*Tarea asignada 1*.
Duplica al pie de la letra el fragmento del texto sobre Blake Edwards que comienza con "Maestro de la" y continúa hasta "a sí mismo.".

──────── Texto de la página ────────

Maestro de la comedia
El creador de La Pantera Rosa y La fiesta inolvidable fue uno de los últimos directores-autores salido del sistema de Hollywood, un cineasta no por ecléctico menos fiel a sí mismo.
Siempre se lo recordará por haber creado, junto a Peter Sellers, algunas de las comedias más populares de Hollywood de todos los tiempos, como La Pantera Rosa (1963) –todavía hoy una franquicia que sigue dando dividendos– y La fiesta inolvidable (1968), un clásico inoxidable, que ha hecho reír a varias generaciones. Pero Blake Edwards –fallecido anteayer en Santa Monica, California, a los 88 años– fue gracias a esos éxitos y también a no pocos fracasos uno de los últimos directores-autores salidos del sistema de los grandes estudios, un cineasta no por ecléctico menos coherente y fiel a sí mismo, dueño de un estilo propio en los más diversos géneros. Su prolongado y feliz matrimonio con Julie Andrews fue, a su vez, una marca de distinción en una sociedad frívola y superficial como la de Hollywood, a la cual Edwards siempre miró con ojos divertidos pero críticos.
Nacido el 26 de julio de 1922 en Tulsa, estado de Oklahoma, como William Blake Crump, Edwards nació en el mundo del espectáculo: su padre fue un hombre de teatro y su abuelo, J. Gordon Edwards, había sido un prolífico realizador del período mudo de Hollywood, una época a la que el futuro director siempre tomó como fuente de inspiración y referencia. Se inició en el show business como actor y libretista de radio y no tardaría en saltar a Hollywood, primero como guionista de varios films de Richard Quine (un cineasta injustamente olvidado) y luego como director en la incipiente televisión, a comienzos de los años ’50. Su primer éxito en el nuevo medio, la recordada serie Peter Gunn, un policial hard-boiled de primer nivel, coincidiría con sus experiencias iniciales como director de largometrajes para la Columbia Pictures, Los amores de Mister Cory y Yo y ellas en París (1957-1958), ambas protagonizadas por Tony Curtis. Pero los primeros rasgos de su estilo burbujeante e irónico aparecen recién en su cuarto largometraje, Sirenas y tiburones (1959), una comedia con Curtis y Cary Grant, en la que Edwards convierte a un submarino de la armada de los Estados Unidos en una suerte de alegre burdel pintado de rosa.

──────── Información proporcionada ────────

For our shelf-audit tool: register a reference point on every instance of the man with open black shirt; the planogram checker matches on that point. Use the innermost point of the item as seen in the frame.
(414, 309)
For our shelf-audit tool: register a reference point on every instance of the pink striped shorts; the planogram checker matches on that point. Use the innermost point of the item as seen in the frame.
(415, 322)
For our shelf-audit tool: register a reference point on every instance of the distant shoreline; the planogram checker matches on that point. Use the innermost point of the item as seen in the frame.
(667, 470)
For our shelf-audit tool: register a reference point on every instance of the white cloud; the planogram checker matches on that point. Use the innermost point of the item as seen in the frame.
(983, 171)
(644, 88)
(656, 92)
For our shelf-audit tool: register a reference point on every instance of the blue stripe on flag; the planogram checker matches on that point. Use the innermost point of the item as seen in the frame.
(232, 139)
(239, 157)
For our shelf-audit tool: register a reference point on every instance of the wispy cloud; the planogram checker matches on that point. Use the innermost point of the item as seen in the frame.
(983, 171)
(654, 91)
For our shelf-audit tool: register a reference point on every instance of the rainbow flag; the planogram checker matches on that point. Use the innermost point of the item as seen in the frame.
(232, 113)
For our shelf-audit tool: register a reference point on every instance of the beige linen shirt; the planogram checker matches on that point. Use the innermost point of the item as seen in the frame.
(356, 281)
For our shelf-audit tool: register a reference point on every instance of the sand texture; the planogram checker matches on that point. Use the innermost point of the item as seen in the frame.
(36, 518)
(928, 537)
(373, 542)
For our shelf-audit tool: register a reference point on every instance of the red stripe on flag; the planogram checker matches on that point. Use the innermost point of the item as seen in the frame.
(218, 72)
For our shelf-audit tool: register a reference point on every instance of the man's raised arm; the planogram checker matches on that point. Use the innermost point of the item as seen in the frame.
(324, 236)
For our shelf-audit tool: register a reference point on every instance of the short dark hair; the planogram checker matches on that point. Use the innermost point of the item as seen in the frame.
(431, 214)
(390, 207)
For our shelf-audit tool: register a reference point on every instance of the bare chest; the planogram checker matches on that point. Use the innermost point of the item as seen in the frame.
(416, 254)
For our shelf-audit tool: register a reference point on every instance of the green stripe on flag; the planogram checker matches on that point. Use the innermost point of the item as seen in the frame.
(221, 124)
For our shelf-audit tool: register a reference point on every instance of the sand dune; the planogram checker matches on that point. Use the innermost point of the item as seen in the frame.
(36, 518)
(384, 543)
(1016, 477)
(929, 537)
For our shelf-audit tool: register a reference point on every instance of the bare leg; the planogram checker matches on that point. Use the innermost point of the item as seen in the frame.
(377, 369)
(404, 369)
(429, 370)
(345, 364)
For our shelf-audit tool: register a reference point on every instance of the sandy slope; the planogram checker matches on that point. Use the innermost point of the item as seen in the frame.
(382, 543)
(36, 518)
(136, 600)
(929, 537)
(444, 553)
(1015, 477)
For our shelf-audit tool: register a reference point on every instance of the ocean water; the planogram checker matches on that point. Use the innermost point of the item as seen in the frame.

────────

*Tarea asignada 2*.
Anota tal cual las líneas del listado que empiezan en la línea con "the red stripe" y siguen hasta la línea con "(1015, 477)", ambas incluidas.

*Respuesta escrita 1*.
Maestro de la comedia
El creador de La Pantera Rosa y La fiesta inolvidable fue uno de los últimos directores-autores salido del sistema de Hollywood, un cineasta no por ecléctico menos fiel a sí mismo.

*Respuesta escrita 2*.
For our shelf-audit tool: register a reference point on every instance of the red stripe on flag; the planogram checker matches on that point. Use the innermost point of the item as seen in the frame.
(218, 72)
For our shelf-audit tool: register a reference point on every instance of the man's raised arm; the planogram checker matches on that point. Use the innermost point of the item as seen in the frame.
(324, 236)
For our shelf-audit tool: register a reference point on every instance of the short dark hair; the planogram checker matches on that point. Use the innermost point of the item as seen in the frame.
(431, 214)
(390, 207)
For our shelf-audit tool: register a reference point on every instance of the bare chest; the planogram checker matches on that point. Use the innermost point of the item as seen in the frame.
(416, 254)
For our shelf-audit tool: register a reference point on every instance of the green stripe on flag; the planogram checker matches on that point. Use the innermost point of the item as seen in the frame.
(221, 124)
For our shelf-audit tool: register a reference point on every instance of the sand dune; the planogram checker matches on that point. Use the innermost point of the item as seen in the frame.
(36, 518)
(384, 543)
(1016, 477)
(929, 537)
For our shelf-audit tool: register a reference point on every instance of the bare leg; the planogram checker matches on that point. Use the innermost point of the item as seen in the frame.
(377, 369)
(404, 369)
(429, 370)
(345, 364)
For our shelf-audit tool: register a reference point on every instance of the sandy slope; the planogram checker matches on that point. Use the innermost point of the item as seen in the frame.
(382, 543)
(36, 518)
(136, 600)
(929, 537)
(444, 553)
(1015, 477)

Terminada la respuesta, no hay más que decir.